====== ENTRIES PROVIDED ======

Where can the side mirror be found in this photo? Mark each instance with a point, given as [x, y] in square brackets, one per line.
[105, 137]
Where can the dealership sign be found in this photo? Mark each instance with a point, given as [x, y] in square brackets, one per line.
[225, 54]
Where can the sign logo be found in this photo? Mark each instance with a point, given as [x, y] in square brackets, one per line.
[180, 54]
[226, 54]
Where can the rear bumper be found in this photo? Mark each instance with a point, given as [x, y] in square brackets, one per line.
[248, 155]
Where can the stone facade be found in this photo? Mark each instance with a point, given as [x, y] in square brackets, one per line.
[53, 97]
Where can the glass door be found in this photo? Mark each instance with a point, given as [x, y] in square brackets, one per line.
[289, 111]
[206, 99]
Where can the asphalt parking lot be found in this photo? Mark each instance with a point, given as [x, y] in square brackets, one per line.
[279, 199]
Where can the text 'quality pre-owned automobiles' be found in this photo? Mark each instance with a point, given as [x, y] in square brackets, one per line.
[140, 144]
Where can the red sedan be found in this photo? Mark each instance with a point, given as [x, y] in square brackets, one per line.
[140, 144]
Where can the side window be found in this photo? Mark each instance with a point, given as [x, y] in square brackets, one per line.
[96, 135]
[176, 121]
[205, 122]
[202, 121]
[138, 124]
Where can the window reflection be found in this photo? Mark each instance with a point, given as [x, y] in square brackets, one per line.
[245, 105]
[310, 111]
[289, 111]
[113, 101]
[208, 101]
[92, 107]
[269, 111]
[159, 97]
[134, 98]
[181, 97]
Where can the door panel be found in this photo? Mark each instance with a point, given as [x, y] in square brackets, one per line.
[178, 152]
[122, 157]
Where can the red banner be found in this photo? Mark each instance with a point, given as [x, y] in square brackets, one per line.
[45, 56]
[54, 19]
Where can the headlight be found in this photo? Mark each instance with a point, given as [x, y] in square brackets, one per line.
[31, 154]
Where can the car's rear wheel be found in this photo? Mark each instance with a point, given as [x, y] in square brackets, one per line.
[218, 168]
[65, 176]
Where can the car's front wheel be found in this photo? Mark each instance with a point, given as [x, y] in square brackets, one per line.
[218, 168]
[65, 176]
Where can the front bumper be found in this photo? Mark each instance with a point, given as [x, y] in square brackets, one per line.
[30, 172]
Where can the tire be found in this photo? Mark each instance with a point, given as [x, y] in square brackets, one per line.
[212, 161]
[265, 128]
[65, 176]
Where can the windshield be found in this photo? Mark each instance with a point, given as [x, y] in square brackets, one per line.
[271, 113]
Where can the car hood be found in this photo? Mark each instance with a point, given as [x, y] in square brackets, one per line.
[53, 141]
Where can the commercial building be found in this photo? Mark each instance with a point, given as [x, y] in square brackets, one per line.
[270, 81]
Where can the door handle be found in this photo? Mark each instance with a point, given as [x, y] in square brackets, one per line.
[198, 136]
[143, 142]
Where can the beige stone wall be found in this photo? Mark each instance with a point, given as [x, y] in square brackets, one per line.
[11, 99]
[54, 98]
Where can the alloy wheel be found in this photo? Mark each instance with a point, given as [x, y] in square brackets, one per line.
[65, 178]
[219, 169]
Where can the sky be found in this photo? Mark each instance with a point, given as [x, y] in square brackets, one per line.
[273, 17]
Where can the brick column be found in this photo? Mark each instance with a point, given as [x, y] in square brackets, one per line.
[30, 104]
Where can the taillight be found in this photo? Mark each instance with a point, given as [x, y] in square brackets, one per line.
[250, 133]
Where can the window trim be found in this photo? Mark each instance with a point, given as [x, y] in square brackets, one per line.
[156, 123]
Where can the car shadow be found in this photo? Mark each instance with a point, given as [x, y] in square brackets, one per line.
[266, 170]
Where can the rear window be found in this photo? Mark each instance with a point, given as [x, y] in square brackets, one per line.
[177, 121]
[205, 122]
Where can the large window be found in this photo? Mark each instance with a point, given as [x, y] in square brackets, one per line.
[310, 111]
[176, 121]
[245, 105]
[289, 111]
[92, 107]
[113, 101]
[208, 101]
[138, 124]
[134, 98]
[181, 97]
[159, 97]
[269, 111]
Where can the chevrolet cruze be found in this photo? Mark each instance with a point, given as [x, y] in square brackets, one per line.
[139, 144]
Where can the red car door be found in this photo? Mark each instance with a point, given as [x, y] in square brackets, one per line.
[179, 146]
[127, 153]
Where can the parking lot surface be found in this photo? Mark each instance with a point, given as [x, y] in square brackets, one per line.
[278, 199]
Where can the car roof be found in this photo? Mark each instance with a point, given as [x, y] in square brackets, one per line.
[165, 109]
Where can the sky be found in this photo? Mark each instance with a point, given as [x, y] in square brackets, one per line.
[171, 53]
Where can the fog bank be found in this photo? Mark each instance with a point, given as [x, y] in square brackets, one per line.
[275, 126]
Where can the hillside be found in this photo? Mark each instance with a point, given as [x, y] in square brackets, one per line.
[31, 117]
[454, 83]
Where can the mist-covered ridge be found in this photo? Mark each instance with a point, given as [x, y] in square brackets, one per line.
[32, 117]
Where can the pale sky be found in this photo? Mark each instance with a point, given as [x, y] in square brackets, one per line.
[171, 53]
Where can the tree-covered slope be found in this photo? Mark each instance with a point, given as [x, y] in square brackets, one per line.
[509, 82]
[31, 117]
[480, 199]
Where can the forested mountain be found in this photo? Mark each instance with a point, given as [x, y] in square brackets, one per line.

======

TASK -
What you return must match the records exactly, down to the last line.

TASK RESULT -
Where can the side mirror be found in this photo? Mark each instance with a point, given as [x, y] in square brackets, one per line.
[105, 137]
Where can the dealership sign be found in this photo? Mark each instance with a point, given as [x, y] in square brackets, one per line.
[225, 54]
Where can the sign logo be found in this photo? Mark each instance with a point, given as [x, y] in square brackets, one per line.
[180, 54]
[226, 54]
Where can the rear bumper be found in this photo? Mark each instance with a point, given as [x, y] in square brackets, one per line.
[248, 155]
Where can the stone facade be found in this photo? Mark each instance with a point, given as [x, y] in square brackets, one per line.
[53, 97]
Where can the glass door be found in this photo? Mark each instance with a point, given as [x, y] in square brackets, one per line.
[289, 111]
[206, 99]
Where can the asphalt parking lot be found in this photo? Mark each instance with a point, given as [x, y] in square brackets, one per line.
[279, 199]
Where can the text 'quality pre-owned automobiles' be found in this photo? Mark each instance with a point, given as [x, y] in square brackets, one per line.
[140, 144]
Where can the red sedan be found in this photo? Mark each instance with a point, given as [x, y] in square brackets, one per line.
[140, 144]
Where can the side window be found in this photo? Mark each instance with a point, given as [x, y] in square brackets, one per line.
[96, 135]
[176, 121]
[205, 122]
[202, 121]
[138, 124]
Where can the window reflection be found in this photo? Mark each instance with a point, given as [x, y] in square brackets, one per line.
[245, 105]
[310, 111]
[289, 111]
[113, 101]
[208, 101]
[92, 107]
[269, 111]
[159, 97]
[134, 98]
[181, 97]
Where can the door panel be found in this photo? Mark each instance with a point, given as [x, y] in square brackets, one per line.
[178, 152]
[122, 157]
Where can the red banner be found in this photo? Mark each instance with a point, given as [x, y] in square brackets, one per line.
[45, 56]
[54, 19]
Where can the headlight be found in this photo? Mark each instance with a point, given as [x, y] in square brackets, one per line.
[31, 154]
Where can the car's rear wheel be found in this photo? Mark each instance with a point, given as [x, y] in square brackets, one per line.
[218, 168]
[65, 176]
Where can the car's front wheel be found in this photo? Mark each instance with a point, given as [x, y] in square brackets, one per line.
[218, 168]
[65, 176]
Where can the front bumper be found in this photo? Mark each instance with a point, given as [x, y] in square brackets, one per line.
[30, 172]
Where can the tire be found in this photo? Mark each instance with a point, given as [x, y] in square brackets, one per line.
[212, 161]
[265, 128]
[65, 176]
Where can the windshield be found in this photo? Mark each instance with a point, given as [x, y] in square brackets, one per line.
[271, 113]
Where can the car hood be found in this photo? Mark each instance with a point, given as [x, y] in square brackets, one per line.
[53, 141]
Where can the commercial building be found in this photo? Mark each instance with a point, given as [x, y] in square brackets, one per line.
[270, 81]
Where can the door handle be found in this photo? Mark each instance with a point, given as [x, y] in square brackets, one per line.
[198, 136]
[143, 142]
Where can the beige stone wall be found in this photo? Mark each instance with a point, given as [x, y] in square brackets, one per line.
[11, 99]
[54, 98]
Where can the alloy wheel be found in this photo? Mark each instance with a point, given as [x, y] in square brackets, one per line.
[65, 178]
[219, 169]
Where can the sky be found in this photo? Mark each instance with a point, given as [x, y] in square brackets, one per line.
[273, 17]
Where can the brick column be found in this photo? Mark each instance with a point, given as [x, y] in square brackets, one per line.
[30, 104]
Where can the taillight be found in this photo? Mark each instance with a point, given as [x, y] in square brackets, one per line.
[250, 133]
Where can the window trim be found in this photo? Mark each instance with a point, given as [x, y] in square brackets, one per line.
[156, 123]
Where can the car shadow be found in this photo? Mark each instance with a point, given as [x, y] in square brackets, one per line.
[266, 170]
Where can the rear window be found in this photo? Mark each instance with a point, given as [x, y] in square brackets, one per line.
[177, 121]
[205, 122]
Where can the large window be found in this photo? Mark each instance with a point, given as [x, y] in square brackets, one per line.
[310, 111]
[176, 121]
[245, 105]
[289, 111]
[92, 107]
[113, 101]
[208, 101]
[138, 124]
[134, 98]
[181, 97]
[159, 97]
[269, 111]
Where can the chevrolet cruze be found in this photo? Mark each instance with a point, given as [x, y] in square brackets, one per line.
[139, 144]
Where can the red car door be found in this photo? Mark each instance with a point, given as [x, y] in square brackets, one per line.
[179, 146]
[127, 153]
Where can the parking lot surface be found in this photo? Mark each instance with a point, given as [x, y] in square brackets, one per line.
[278, 199]
Where can the car roof be found in this photo? Mark each instance with a point, given as [x, y] in square brackets, one per line.
[165, 109]
Where can the sky be found in this photo? Mark each instance with a point, given as [x, y] in square brackets, one per line.
[171, 53]
Where can the fog bank be found in this photo? Mark each instance with a point, given as [x, y] in square brackets, one per line.
[275, 126]
Where can the hillside be found in this photo? Mark each instance with a point, given as [x, y] in square brackets, one per line.
[31, 117]
[454, 83]
Where can the mist-covered ridge be found in this photo? Mark each instance with a point, given as [x, y] in square brackets, one per line.
[32, 117]
Where can the pale sky be found in this photo? Mark each instance with a point, given as [x, y] in square brackets, one per line.
[171, 53]
Where can the tree-covered slope be found in this photo? Mark each instance with a point, given as [x, y] in square brackets, one per line.
[509, 82]
[31, 117]
[480, 199]
Where can the forested mountain be found in this photo? Mark each instance with a point, given as [x, y] in square brackets, one per line.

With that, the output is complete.